However, devolution in Nepal has rarely been understood as a mechanism
of sharing political power among the central and local levels of
governance. Elected local bodies are often put together with the
field offices of the line agencies, both taken simply as an arm
of central authorities designed to execute their decisions. Elected
bodies therefore tend draw their legitimacy from, and are accountable
to, the centre rather than local electorates. This undermines the
potential to make demands on the centre, and for the centre to respond
more appropriately to local livelihood needs.
However, the experiences of many developing countries show that
without the democratisation and decentralisation of state institutions,
it is not possible to build self-reliant and self-determining local
entities capable of responding to the increasing demands of diverse
groups in a polity. This is highly relevant in a multi-ethnic, multi-lingual
and multi-religious society such as Nepal. Hence, while there are
problems, decentralisation is has still been important in empowering
many sections of the population of Nepal.
Public Sector Institutions
External factors limiting the performance of public sector institutions
in Nepal include:
- an absence
of effective systems for relating expenditure programmes to outputs,
such as targets in the development plan;
- management
systems that emphasise management controls on the distribution
and use of resources;
- organisational
culture that rewards obedience (to rules and to superiors).

──────────

TO BE DONE:
a: According to the passage on decentralisation in Nepal, why do elected local bodies tend to answer to the centre rather than to local electorates? Reply in one to three sentences.
b: Transcribe the part of the entries that opens with the line containing "Your task is to find every instance of drawer front" and closes with the line containing "[220,0,244,95]", including both of those lines.
The passage on decentralisation in Nepal and the entries are unrelated to each other.

──────────

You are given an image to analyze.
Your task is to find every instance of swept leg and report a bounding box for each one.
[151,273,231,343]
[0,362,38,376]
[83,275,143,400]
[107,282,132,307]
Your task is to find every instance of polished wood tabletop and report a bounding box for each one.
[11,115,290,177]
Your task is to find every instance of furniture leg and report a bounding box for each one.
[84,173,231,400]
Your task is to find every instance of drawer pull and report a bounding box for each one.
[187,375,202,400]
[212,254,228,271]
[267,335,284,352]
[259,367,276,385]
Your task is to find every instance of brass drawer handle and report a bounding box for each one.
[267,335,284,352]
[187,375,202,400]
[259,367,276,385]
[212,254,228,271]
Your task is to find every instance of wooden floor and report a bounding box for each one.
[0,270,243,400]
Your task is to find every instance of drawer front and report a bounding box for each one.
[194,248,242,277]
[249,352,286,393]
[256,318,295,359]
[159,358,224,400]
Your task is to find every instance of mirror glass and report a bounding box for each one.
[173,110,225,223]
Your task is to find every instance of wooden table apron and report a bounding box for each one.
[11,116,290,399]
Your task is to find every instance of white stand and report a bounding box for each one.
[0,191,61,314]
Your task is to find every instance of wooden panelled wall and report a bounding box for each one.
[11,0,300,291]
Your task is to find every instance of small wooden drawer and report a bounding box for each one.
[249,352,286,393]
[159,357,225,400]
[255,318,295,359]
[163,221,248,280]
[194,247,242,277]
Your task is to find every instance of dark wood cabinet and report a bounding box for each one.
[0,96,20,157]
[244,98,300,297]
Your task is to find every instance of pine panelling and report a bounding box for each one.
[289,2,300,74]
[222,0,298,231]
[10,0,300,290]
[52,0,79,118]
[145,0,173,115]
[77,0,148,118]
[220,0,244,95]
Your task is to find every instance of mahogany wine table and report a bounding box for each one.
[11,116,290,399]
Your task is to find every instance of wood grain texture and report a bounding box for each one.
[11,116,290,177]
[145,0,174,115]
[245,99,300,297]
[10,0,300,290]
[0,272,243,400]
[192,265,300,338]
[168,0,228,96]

──────────

ANSWERS FOR THE TASKS:
a: Devolution in Nepal has rarely been understood as sharing political power between central and local levels. Elected local bodies are grouped with the field offices of line agencies and treated as an arm of central authorities meant to carry out central decisions. As a result, they draw their legitimacy from the centre and are accountable to it.

b:
Your task is to find every instance of drawer front and report a bounding box for each one.
[194,248,242,277]
[249,352,286,393]
[256,318,295,359]
[159,358,224,400]
Your task is to find every instance of mirror glass and report a bounding box for each one.
[173,110,225,223]
Your task is to find every instance of wooden table apron and report a bounding box for each one.
[11,116,290,399]
Your task is to find every instance of white stand and report a bounding box for each one.
[0,191,61,314]
Your task is to find every instance of wooden panelled wall and report a bounding box for each one.
[11,0,300,291]
Your task is to find every instance of small wooden drawer and report a bounding box for each one.
[249,352,286,393]
[159,357,225,400]
[255,318,295,359]
[163,221,248,280]
[194,247,242,277]
Your task is to find every instance of dark wood cabinet and report a bounding box for each one.
[0,96,20,157]
[244,98,300,297]
Your task is to find every instance of pine panelling and report a bounding box for each one.
[289,2,300,74]
[222,0,298,231]
[10,0,300,290]
[52,0,79,118]
[145,0,173,115]
[77,0,148,118]
[220,0,244,95]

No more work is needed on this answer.